┌────────

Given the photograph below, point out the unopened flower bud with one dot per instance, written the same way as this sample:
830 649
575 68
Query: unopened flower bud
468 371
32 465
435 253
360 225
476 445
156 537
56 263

└────────

Replace every "unopened flower bud" in the records above with "closed flower bud", changing nothing else.

Given the photograph below, point out the closed flower bud with one dot per instance, written the same way as this sample:
830 649
575 68
Query: closed flower bud
468 371
32 465
435 253
360 225
476 445
156 537
56 263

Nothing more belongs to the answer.